Copy every line of the data below verbatim, keeping the wording and punctuation unchanged.

Data shown
========================
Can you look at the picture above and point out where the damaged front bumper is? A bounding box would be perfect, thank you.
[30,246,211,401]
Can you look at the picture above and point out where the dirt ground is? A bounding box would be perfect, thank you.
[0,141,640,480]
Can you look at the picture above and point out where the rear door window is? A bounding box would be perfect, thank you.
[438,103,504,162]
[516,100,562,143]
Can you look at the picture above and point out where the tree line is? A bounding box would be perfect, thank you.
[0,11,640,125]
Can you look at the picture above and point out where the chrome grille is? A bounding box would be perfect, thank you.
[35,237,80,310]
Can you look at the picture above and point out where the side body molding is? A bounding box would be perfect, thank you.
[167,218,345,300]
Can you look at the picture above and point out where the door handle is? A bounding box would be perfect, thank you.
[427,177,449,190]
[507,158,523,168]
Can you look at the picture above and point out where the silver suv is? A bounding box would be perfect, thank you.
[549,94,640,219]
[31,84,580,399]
========================
The reply
Can you look at the picture above and point out where the damaged front bumper is? A bounding box would be perfect, thank you.
[30,246,211,401]
Can you look at the picture above and point out where the dirt ground is? A bounding box would be perfect, thank you.
[0,141,640,480]
Can you look at the picture above and point out where the rear door window is? A bounding box would be perfect, thank you.
[438,103,504,162]
[516,100,562,143]
Can you look at the picture above and point out where the tree line is? A bounding box would be perfect, thank you.
[0,11,640,125]
Can you look at the picture above and point out where the chrome grille is? A bounding box would be perfect, thank you.
[35,237,80,310]
Can you look at the picture above and point out where the side body molding is? A bounding box would be perfect, thank you.
[167,218,345,300]
Can you look at the picture above and point out where the door handle is? A bounding box would be perfect, thank you.
[427,177,449,190]
[507,158,523,168]
Can you look at the picture above and point out where the silver suv is? A bounding box would be perfect, thank you.
[549,94,640,219]
[31,84,580,399]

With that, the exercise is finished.